■ **Task input**:

- - - -

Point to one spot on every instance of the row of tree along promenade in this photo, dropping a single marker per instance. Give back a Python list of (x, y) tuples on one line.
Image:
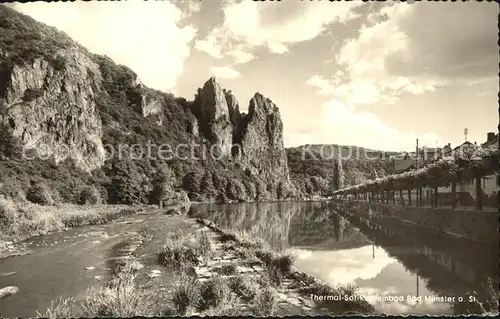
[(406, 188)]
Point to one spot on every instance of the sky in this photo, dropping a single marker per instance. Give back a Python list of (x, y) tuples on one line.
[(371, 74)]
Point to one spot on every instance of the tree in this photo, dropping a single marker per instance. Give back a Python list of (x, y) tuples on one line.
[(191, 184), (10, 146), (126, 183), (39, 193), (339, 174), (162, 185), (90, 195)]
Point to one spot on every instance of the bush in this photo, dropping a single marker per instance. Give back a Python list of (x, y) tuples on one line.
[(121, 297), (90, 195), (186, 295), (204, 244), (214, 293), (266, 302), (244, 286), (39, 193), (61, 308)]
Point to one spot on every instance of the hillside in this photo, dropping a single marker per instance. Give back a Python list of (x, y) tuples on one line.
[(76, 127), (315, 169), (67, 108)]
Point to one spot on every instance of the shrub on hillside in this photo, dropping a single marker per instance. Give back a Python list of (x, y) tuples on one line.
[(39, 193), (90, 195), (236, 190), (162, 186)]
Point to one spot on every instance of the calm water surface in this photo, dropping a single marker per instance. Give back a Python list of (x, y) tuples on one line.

- - - -

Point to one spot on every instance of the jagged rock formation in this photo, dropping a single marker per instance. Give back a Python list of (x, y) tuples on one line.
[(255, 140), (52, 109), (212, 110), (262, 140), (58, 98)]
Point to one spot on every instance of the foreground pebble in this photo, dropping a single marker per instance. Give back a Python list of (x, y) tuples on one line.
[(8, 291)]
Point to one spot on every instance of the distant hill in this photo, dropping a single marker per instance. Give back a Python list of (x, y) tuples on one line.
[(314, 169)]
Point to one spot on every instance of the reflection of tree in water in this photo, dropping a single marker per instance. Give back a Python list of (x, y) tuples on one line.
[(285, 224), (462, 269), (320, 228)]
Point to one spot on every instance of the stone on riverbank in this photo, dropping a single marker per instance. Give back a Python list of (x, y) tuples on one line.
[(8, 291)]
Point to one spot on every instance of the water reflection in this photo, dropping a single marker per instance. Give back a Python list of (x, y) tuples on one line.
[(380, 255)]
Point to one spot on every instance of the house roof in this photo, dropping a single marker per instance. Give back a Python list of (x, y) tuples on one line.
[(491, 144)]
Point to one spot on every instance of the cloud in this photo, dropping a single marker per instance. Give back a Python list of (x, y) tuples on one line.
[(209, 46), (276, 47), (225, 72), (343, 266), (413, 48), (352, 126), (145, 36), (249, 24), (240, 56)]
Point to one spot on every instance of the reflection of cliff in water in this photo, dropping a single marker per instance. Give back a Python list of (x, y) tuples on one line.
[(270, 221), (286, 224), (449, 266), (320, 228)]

- - - -

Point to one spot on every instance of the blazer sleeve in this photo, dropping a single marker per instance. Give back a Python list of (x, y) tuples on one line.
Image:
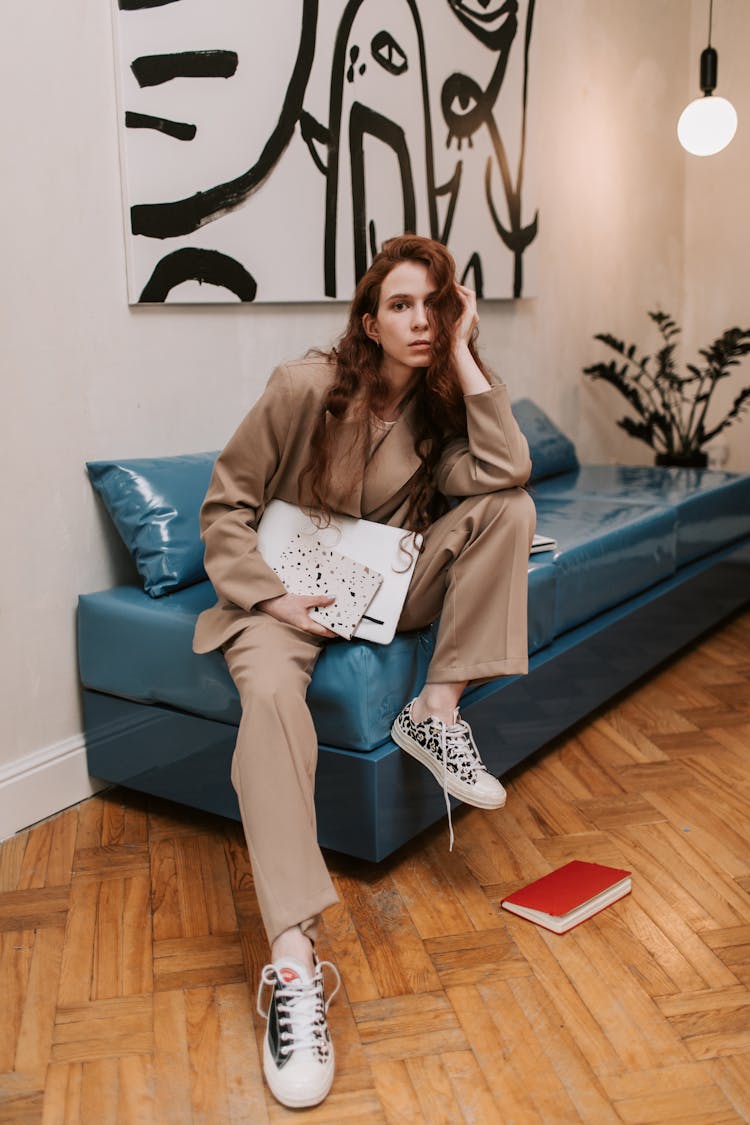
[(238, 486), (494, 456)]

- - - -

■ **What is asked**: From the records, extract everything from the line containing "Point to one spot on every instance of the row" down to the line containing "[(406, 188)]", both included, and reproduce it without the pictures.

■ **Exercise solution**:
Point to one spot on every instance of the row of tree along promenade in this photo, dropping a single marker per instance. Give back a Python list of (x, y) tuples on one line.
Image:
[(406, 188)]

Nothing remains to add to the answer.